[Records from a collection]
============

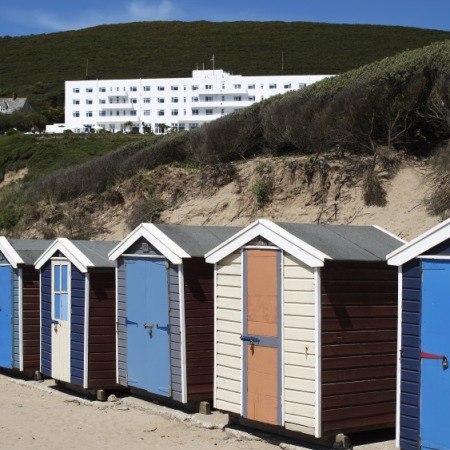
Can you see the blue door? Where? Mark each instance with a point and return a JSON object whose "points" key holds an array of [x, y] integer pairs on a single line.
{"points": [[435, 353], [148, 333], [6, 331]]}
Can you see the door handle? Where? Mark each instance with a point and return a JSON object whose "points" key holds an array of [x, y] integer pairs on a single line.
{"points": [[443, 358], [251, 339], [163, 328]]}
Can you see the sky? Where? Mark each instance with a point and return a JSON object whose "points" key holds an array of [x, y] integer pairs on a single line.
{"points": [[22, 17]]}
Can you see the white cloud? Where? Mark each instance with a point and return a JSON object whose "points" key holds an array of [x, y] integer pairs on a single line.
{"points": [[134, 11]]}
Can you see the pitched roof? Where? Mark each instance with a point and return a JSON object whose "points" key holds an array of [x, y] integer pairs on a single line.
{"points": [[83, 254], [420, 244], [29, 249], [176, 242], [197, 240], [22, 251], [346, 242], [314, 243]]}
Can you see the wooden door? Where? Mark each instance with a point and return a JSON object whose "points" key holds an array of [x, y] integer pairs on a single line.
{"points": [[61, 306], [261, 371]]}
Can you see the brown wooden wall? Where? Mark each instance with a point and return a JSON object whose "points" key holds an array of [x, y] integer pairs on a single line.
{"points": [[102, 329], [31, 319], [199, 315], [359, 344]]}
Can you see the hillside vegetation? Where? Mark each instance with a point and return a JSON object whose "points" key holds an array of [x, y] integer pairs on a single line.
{"points": [[37, 65], [371, 117]]}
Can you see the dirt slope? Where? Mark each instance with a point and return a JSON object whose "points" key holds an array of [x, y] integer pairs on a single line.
{"points": [[299, 191]]}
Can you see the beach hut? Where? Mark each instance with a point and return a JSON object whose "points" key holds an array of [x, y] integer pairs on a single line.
{"points": [[424, 340], [305, 327], [78, 320], [165, 310], [19, 304]]}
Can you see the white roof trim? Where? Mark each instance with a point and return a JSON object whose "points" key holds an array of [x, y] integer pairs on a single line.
{"points": [[10, 254], [420, 244], [169, 249], [273, 233], [389, 233], [70, 251]]}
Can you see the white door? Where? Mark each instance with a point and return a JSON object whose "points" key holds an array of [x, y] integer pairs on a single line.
{"points": [[61, 320]]}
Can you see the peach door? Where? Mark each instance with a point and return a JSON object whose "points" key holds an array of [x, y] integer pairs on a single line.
{"points": [[261, 336]]}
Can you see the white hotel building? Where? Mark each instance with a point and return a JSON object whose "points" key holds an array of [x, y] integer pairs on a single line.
{"points": [[177, 103]]}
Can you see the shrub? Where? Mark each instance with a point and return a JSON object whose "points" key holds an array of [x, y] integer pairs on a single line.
{"points": [[145, 210], [373, 192]]}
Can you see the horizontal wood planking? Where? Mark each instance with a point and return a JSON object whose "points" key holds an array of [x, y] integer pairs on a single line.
{"points": [[30, 318], [299, 348], [102, 329], [410, 363], [199, 298], [228, 344], [359, 332]]}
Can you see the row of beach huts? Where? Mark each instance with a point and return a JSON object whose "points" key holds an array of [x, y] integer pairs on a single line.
{"points": [[308, 328]]}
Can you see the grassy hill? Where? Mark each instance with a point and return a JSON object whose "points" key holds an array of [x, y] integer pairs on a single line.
{"points": [[371, 115], [37, 65]]}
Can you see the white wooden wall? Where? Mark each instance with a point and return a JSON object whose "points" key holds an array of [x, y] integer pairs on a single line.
{"points": [[229, 326], [299, 351], [298, 337]]}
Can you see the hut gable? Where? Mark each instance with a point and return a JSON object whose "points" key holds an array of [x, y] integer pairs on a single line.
{"points": [[46, 319], [228, 391]]}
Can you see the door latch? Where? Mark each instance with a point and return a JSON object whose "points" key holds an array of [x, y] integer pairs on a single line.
{"points": [[251, 339], [149, 327]]}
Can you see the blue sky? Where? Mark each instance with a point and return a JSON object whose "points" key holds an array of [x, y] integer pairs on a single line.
{"points": [[22, 17]]}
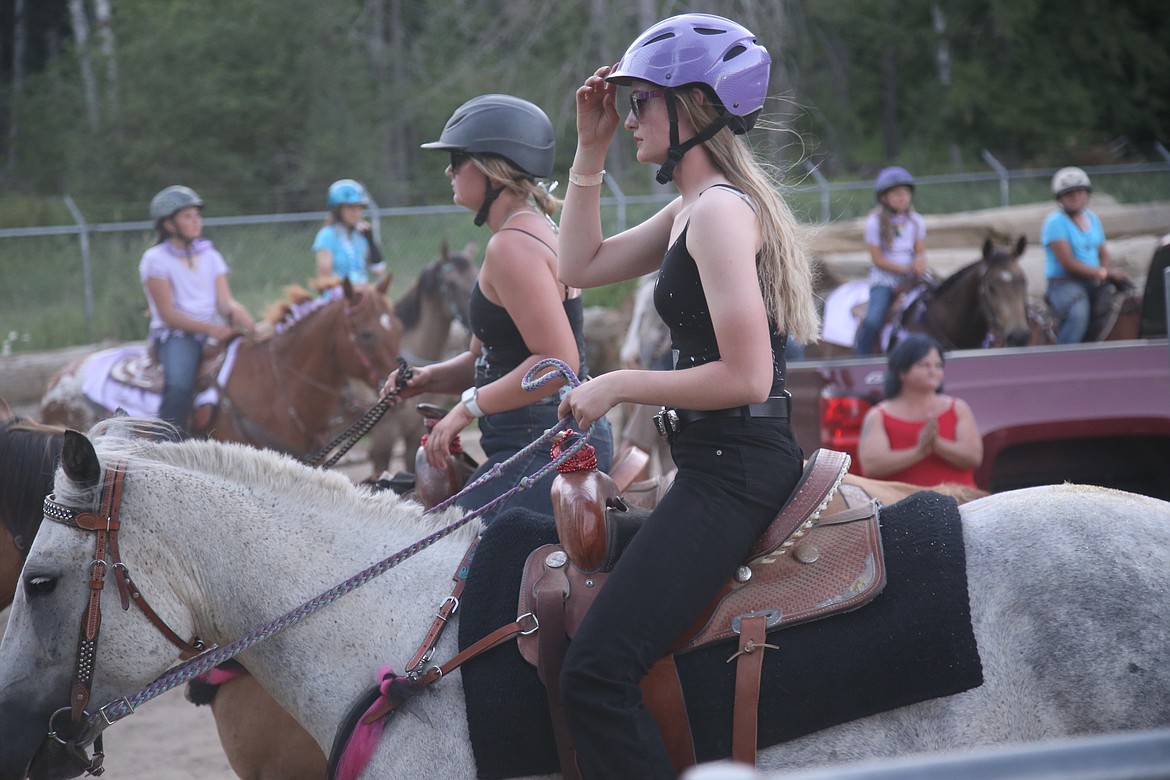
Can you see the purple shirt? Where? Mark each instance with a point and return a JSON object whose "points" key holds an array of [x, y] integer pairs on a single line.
{"points": [[192, 287]]}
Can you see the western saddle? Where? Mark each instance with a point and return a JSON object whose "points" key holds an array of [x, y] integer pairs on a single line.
{"points": [[804, 567]]}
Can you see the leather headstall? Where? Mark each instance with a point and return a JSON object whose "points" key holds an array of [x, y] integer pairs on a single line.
{"points": [[104, 524]]}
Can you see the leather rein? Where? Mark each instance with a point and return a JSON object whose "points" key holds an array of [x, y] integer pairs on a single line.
{"points": [[104, 524]]}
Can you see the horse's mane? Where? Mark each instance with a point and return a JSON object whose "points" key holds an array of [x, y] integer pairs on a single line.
{"points": [[28, 455], [330, 494], [410, 306], [296, 304]]}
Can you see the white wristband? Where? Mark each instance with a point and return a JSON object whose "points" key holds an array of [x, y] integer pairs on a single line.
{"points": [[469, 400], [585, 179]]}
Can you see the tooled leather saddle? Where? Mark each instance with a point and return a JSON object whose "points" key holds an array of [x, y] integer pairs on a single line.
{"points": [[804, 567]]}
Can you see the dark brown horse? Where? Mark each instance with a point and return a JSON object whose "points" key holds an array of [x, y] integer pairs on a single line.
{"points": [[982, 304], [28, 456], [439, 297], [282, 391]]}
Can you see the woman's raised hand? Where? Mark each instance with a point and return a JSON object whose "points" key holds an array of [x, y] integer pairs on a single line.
{"points": [[597, 112]]}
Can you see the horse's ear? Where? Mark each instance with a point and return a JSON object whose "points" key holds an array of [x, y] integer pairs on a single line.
{"points": [[78, 458], [383, 284]]}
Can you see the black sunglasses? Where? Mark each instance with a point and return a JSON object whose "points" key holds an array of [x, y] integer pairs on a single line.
{"points": [[638, 98], [458, 159]]}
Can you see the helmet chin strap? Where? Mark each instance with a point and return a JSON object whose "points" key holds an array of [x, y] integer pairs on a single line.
{"points": [[678, 150], [489, 197]]}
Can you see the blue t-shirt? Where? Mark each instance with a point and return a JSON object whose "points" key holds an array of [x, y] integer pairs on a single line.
{"points": [[350, 249], [1085, 244]]}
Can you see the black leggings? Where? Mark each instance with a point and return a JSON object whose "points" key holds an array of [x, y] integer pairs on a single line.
{"points": [[734, 476]]}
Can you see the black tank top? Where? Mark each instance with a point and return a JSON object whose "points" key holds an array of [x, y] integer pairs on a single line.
{"points": [[503, 346], [681, 303]]}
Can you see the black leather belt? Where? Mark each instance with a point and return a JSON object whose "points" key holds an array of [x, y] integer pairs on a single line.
{"points": [[670, 421]]}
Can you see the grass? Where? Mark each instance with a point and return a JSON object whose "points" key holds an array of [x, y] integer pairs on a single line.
{"points": [[42, 282]]}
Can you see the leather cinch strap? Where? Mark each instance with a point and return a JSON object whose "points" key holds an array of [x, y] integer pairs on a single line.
{"points": [[749, 667]]}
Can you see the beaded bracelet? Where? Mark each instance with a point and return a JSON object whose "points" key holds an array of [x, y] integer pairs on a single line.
{"points": [[585, 179]]}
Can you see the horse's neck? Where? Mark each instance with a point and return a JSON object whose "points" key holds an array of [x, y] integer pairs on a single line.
{"points": [[293, 381], [957, 313], [269, 563], [428, 337]]}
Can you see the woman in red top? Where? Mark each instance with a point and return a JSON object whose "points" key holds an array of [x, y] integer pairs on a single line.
{"points": [[917, 434]]}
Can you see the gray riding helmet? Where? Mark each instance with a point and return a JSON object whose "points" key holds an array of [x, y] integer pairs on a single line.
{"points": [[501, 124], [171, 200]]}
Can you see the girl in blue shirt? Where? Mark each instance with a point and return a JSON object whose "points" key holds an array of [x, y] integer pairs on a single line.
{"points": [[1076, 261], [345, 246]]}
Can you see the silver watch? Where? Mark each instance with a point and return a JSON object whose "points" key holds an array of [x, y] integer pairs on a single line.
{"points": [[469, 400]]}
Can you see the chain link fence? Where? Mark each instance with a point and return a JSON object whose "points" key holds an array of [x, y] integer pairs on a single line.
{"points": [[70, 284]]}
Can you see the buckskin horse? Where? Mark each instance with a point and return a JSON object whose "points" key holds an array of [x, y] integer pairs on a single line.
{"points": [[1066, 586], [277, 393]]}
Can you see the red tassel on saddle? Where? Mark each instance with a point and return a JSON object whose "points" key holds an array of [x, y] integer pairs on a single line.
{"points": [[580, 495]]}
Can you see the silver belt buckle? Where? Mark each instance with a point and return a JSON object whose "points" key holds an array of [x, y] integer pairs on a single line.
{"points": [[667, 422]]}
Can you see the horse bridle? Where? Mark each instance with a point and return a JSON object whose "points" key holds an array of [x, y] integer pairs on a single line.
{"points": [[104, 524]]}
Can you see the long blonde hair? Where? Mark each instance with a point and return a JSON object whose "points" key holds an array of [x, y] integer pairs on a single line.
{"points": [[500, 170], [783, 264]]}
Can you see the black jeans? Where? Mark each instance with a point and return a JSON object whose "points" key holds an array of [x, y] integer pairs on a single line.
{"points": [[734, 477]]}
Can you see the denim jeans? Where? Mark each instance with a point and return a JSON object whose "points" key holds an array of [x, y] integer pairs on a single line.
{"points": [[880, 299], [504, 434], [179, 354], [734, 477], [1072, 304]]}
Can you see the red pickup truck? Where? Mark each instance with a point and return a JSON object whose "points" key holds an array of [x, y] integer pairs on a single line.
{"points": [[1087, 413]]}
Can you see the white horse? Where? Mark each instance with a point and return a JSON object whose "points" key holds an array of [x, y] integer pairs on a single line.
{"points": [[1068, 588]]}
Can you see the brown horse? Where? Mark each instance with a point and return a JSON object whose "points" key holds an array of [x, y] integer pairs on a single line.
{"points": [[281, 391], [982, 304], [246, 716], [439, 297], [28, 456]]}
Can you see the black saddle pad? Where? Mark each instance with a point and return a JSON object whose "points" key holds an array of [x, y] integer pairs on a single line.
{"points": [[827, 671]]}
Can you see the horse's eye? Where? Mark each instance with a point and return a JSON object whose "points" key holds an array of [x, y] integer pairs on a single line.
{"points": [[39, 585]]}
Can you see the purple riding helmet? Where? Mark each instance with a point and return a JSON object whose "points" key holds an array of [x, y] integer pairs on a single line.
{"points": [[700, 49]]}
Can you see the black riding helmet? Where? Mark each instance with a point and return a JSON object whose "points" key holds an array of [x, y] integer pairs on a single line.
{"points": [[501, 124]]}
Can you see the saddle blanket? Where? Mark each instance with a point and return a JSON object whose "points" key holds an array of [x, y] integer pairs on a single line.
{"points": [[100, 387], [827, 671]]}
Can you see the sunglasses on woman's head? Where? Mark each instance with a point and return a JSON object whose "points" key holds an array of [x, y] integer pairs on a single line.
{"points": [[638, 98], [458, 159]]}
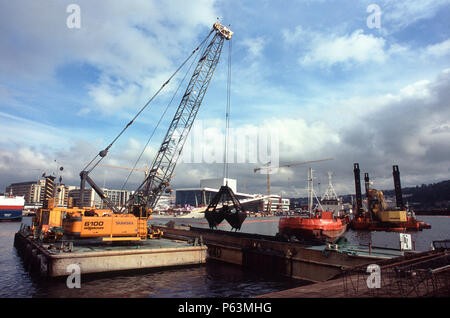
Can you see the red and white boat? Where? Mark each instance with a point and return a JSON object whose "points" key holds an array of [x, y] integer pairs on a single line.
{"points": [[320, 225], [11, 207]]}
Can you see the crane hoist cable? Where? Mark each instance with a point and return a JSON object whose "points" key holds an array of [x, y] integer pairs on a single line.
{"points": [[161, 118], [227, 114], [104, 152]]}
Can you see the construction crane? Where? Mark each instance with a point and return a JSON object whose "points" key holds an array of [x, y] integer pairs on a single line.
{"points": [[268, 167], [130, 222], [125, 168]]}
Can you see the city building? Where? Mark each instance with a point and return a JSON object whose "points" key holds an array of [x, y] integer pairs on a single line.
{"points": [[32, 191], [91, 198]]}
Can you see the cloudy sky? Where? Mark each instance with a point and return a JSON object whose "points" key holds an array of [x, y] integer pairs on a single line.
{"points": [[321, 76]]}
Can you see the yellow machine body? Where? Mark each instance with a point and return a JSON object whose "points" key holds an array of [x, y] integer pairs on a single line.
{"points": [[90, 223]]}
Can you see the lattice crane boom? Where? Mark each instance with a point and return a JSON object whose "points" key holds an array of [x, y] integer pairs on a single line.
{"points": [[166, 159]]}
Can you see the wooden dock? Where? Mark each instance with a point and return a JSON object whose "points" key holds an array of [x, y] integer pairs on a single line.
{"points": [[422, 275], [291, 259], [51, 261]]}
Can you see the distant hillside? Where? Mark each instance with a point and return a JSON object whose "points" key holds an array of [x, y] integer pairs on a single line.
{"points": [[431, 197]]}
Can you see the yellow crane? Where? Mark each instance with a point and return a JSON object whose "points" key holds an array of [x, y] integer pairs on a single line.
{"points": [[268, 167]]}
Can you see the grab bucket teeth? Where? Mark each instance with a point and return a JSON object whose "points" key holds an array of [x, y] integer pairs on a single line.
{"points": [[231, 210]]}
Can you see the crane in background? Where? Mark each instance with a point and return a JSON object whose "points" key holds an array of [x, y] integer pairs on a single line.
{"points": [[268, 167]]}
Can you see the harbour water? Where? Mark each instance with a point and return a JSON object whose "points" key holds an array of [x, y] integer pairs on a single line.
{"points": [[212, 279]]}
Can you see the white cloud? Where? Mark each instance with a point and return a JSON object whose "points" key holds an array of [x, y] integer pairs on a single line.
{"points": [[254, 46], [439, 49], [127, 42], [400, 14], [356, 47]]}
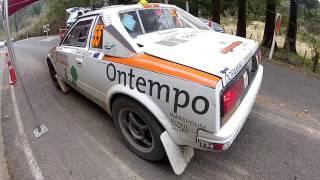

============

Written request :: Filter the items above and copy every line that contains the string "strap", treating uppercase and lowercase as different.

Solution to this task ::
Can you see the helmet chin strap? Where? Mark each instance with a point and return a JSON object whose "points" key holds an array of [x, y] integer pairs on a single line.
Can you see the leather cinch strap? Where? Mark each instance with a point and return a JSON object whose "points" key holds an array of [x, y] integer pairs on a single line.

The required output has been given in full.